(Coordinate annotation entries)
::::::::::
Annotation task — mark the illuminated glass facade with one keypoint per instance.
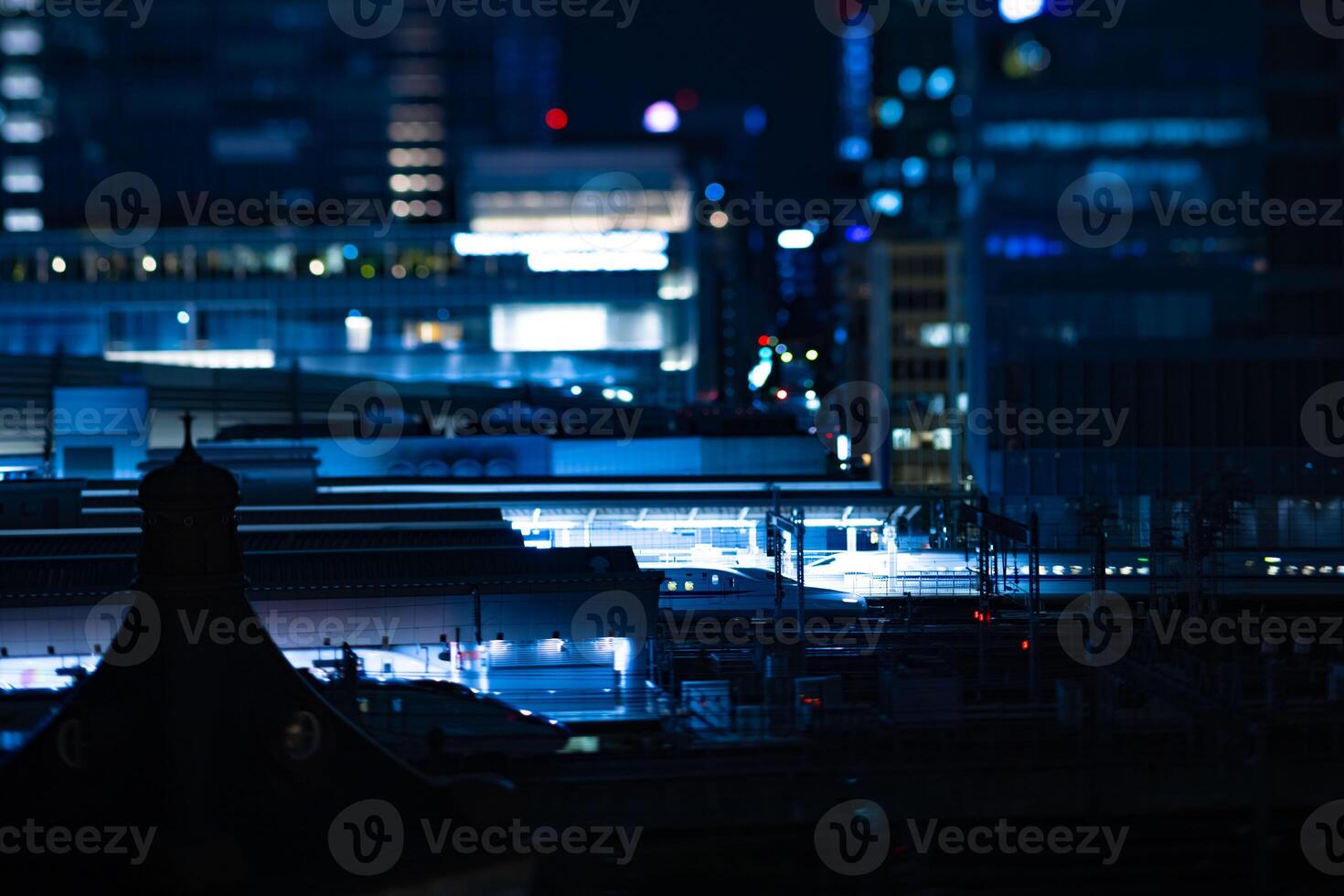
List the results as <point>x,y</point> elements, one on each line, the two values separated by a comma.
<point>1189,328</point>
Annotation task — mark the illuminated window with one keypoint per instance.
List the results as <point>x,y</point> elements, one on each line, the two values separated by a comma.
<point>22,176</point>
<point>575,328</point>
<point>22,220</point>
<point>20,39</point>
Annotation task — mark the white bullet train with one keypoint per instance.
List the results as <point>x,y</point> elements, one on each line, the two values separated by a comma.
<point>720,590</point>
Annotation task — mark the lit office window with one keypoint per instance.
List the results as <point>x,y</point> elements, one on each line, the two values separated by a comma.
<point>20,220</point>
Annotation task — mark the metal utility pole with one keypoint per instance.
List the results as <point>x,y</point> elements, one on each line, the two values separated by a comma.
<point>775,524</point>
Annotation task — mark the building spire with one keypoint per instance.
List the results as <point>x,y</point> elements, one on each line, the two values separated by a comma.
<point>188,449</point>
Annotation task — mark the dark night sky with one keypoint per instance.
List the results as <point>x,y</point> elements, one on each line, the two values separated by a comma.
<point>734,55</point>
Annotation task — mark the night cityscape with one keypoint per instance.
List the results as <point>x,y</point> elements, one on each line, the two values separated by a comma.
<point>626,446</point>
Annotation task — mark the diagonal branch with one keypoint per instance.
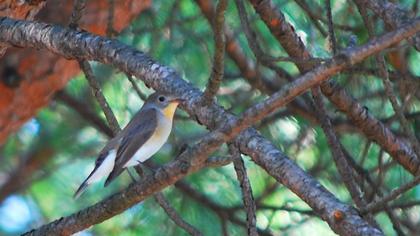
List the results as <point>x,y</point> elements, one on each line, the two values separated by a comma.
<point>369,125</point>
<point>246,189</point>
<point>84,45</point>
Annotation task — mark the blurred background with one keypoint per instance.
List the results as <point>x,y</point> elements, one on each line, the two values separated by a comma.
<point>45,157</point>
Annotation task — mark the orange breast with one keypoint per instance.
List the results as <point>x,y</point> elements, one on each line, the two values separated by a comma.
<point>169,111</point>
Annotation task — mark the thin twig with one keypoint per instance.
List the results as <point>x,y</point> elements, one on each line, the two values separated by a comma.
<point>246,189</point>
<point>343,166</point>
<point>380,203</point>
<point>218,60</point>
<point>383,73</point>
<point>76,15</point>
<point>331,33</point>
<point>110,21</point>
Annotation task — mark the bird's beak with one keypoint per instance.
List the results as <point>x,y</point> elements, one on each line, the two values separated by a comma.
<point>177,100</point>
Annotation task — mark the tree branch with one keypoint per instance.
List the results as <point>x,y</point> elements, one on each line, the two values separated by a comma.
<point>369,125</point>
<point>81,44</point>
<point>246,189</point>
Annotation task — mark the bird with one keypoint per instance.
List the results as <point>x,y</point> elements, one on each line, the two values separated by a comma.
<point>140,139</point>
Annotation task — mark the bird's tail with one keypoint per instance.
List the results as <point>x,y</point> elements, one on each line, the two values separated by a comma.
<point>81,189</point>
<point>87,181</point>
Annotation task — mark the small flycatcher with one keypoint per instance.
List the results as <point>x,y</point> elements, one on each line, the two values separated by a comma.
<point>143,136</point>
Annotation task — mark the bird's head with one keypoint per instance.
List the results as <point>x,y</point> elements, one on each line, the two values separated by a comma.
<point>164,102</point>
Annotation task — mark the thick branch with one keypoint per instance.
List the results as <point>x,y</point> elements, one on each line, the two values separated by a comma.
<point>246,189</point>
<point>369,125</point>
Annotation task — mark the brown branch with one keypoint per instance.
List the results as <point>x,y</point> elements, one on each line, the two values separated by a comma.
<point>383,73</point>
<point>343,166</point>
<point>97,92</point>
<point>218,60</point>
<point>77,12</point>
<point>246,189</point>
<point>79,6</point>
<point>82,44</point>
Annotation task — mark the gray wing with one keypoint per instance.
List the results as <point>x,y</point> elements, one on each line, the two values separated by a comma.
<point>135,134</point>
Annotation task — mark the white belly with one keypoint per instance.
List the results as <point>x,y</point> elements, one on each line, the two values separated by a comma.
<point>153,144</point>
<point>104,169</point>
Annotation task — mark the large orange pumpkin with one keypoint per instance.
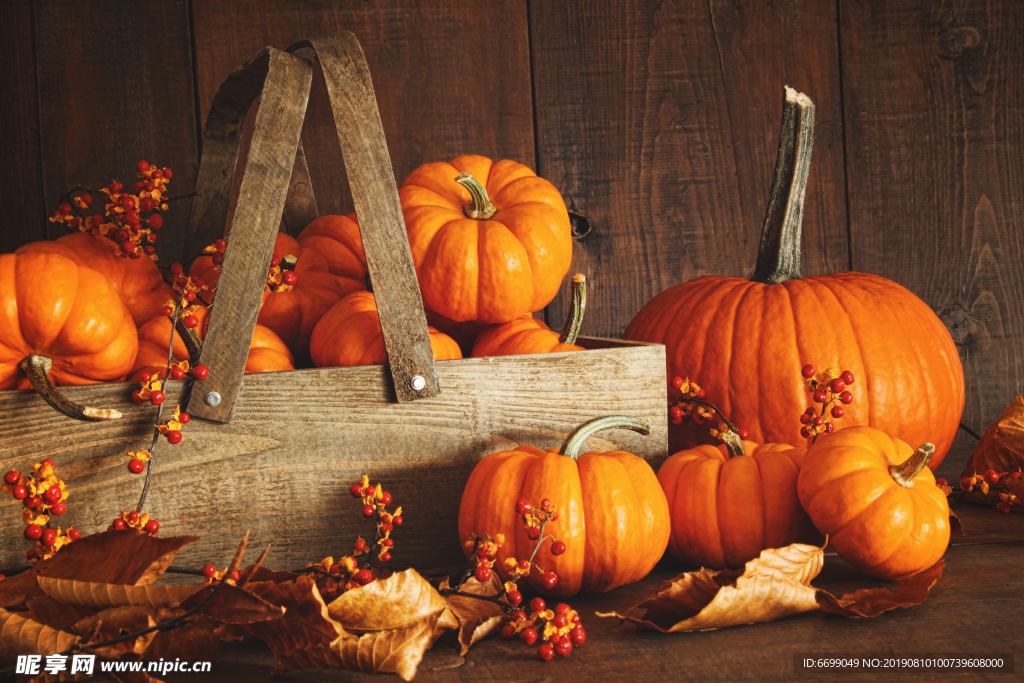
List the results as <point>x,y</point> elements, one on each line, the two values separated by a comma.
::::::::::
* **Set problem**: Please put the lines above into a JSON list of strings, with one string for each line and no blank lines. Leave the pictures out of the answer.

* **The output**:
[
  "Annotation task — mark the illuminated glass facade with one keypoint per instance.",
  "List the results as <point>x,y</point> elements, one on each line, the two values separated by a comma.",
  "<point>1189,328</point>",
  "Annotation task — mark the illuminated window with one keypoint per instance.",
  "List the results as <point>x,y</point> elements, one on each line, the two values separated by a comma.",
  "<point>22,176</point>",
  "<point>575,328</point>",
  "<point>22,220</point>",
  "<point>20,39</point>",
  "Annotation task — mark the white bullet train with one keypoint per instance.",
  "List the results as <point>x,y</point> elements, one on each line, the two values separated by a comma.",
  "<point>720,590</point>",
  "Annotation task — mark the lit office window with one keypoint per instance.",
  "List the results as <point>x,y</point> elements, one on each line, the two values separated by a comma.",
  "<point>20,220</point>",
  "Annotation task — mark the metal utility pole with one keypoint per instance.",
  "List the results as <point>x,y</point> elements, one on each line, the two values separated by a comma.",
  "<point>775,524</point>",
  "Annotation task — mark the building spire with one keypoint per instance.",
  "List the results as <point>x,y</point> elements, one on each line, the two values separated by a comma.",
  "<point>188,449</point>",
  "Annotation task — mark the dark night sky with one keypoint per instance.",
  "List the results as <point>x,y</point> elements, one on each line, the two values separated by a comma.",
  "<point>734,55</point>",
  "Annotation task — mark the night cityscape with one keypoint per instance.",
  "List the results as <point>x,y</point> elements, one on each line, the two values separated by a comma.",
  "<point>626,446</point>",
  "Annotation task — mark the diagonal branch with one keypoint per instance.",
  "List the results as <point>x,y</point> elements, one on each line, the two values separated by a comma.",
  "<point>369,125</point>",
  "<point>246,189</point>",
  "<point>84,45</point>",
  "Annotation task — mark the blurred background with one keypoint per instance.",
  "List the results as <point>x,y</point> elements, one on each line, the two values separated by a comma.",
  "<point>45,157</point>",
  "Annotation task — mark the orange breast with one keypoint per instance.",
  "List the results as <point>x,y</point> elements, one on each line, the two values separated by a comma.",
  "<point>169,111</point>",
  "Annotation task — mark the thin twig with one keypoint per instance.",
  "List the results as <point>x,y</point> elements, one on each line, the two values separated by a comma.",
  "<point>246,189</point>",
  "<point>343,166</point>",
  "<point>380,203</point>",
  "<point>218,60</point>",
  "<point>383,73</point>",
  "<point>76,15</point>",
  "<point>331,33</point>",
  "<point>110,21</point>",
  "Annotation task — mark the bird's beak with one keypoint per instance.",
  "List the results as <point>x,y</point> elements, one on each line, the two values separated by a comma.",
  "<point>177,100</point>",
  "Annotation task — mark the tree branch with one keypoint per instance.",
  "List the results as <point>x,y</point> elements, one on each line, the two values separated by a comma.",
  "<point>369,125</point>",
  "<point>81,44</point>",
  "<point>246,189</point>",
  "Annotation task — mark the bird with one keypoint per instance.",
  "List the results as <point>x,y</point> elements, one on each line, the two values separated by a comma.",
  "<point>140,139</point>",
  "Annotation task — mark the bird's tail with one keypoint per instance.",
  "List the results as <point>x,y</point> elements, one on each line, the two values separated by a comma.",
  "<point>81,189</point>",
  "<point>87,181</point>",
  "Annotation task — mark the small flycatcher with one keypoint per instance.",
  "List the results as <point>x,y</point> elements, one on each line, the two values separated by a comma.",
  "<point>143,136</point>",
  "Annotation task — mark the bird's head with one keypoint per instance.",
  "List the results as <point>x,y</point> elements, one on each line, the two values separated by a comma.",
  "<point>164,102</point>",
  "Annotation task — mark the thick branch with one keypoint per instance.",
  "List the results as <point>x,y</point> elements, one on each line, the two values separated by a comma.",
  "<point>246,189</point>",
  "<point>369,125</point>",
  "Annotation task — mark the brown branch with one keypoint per instance.",
  "List the results as <point>x,y</point> elements, one on each line, the two values separated by a comma.",
  "<point>383,73</point>",
  "<point>343,166</point>",
  "<point>97,92</point>",
  "<point>218,60</point>",
  "<point>77,12</point>",
  "<point>246,189</point>",
  "<point>79,6</point>",
  "<point>82,44</point>",
  "Annotation task — mark the gray wing with one keypoint per instance.",
  "List the results as <point>x,y</point> elements, one on each line, the two values separated by a comma.",
  "<point>135,134</point>",
  "Annotation task — mark the white belly with one keypoint per instance.",
  "List the results as <point>x,y</point> elements, one on each line, the two values separated by a comma.",
  "<point>153,144</point>",
  "<point>104,169</point>",
  "Annotation task — mark the large orange pumpkin with one keypoint per instance.",
  "List the results as <point>x,y</point> elements, one on each line, the two values separated by a comma."
]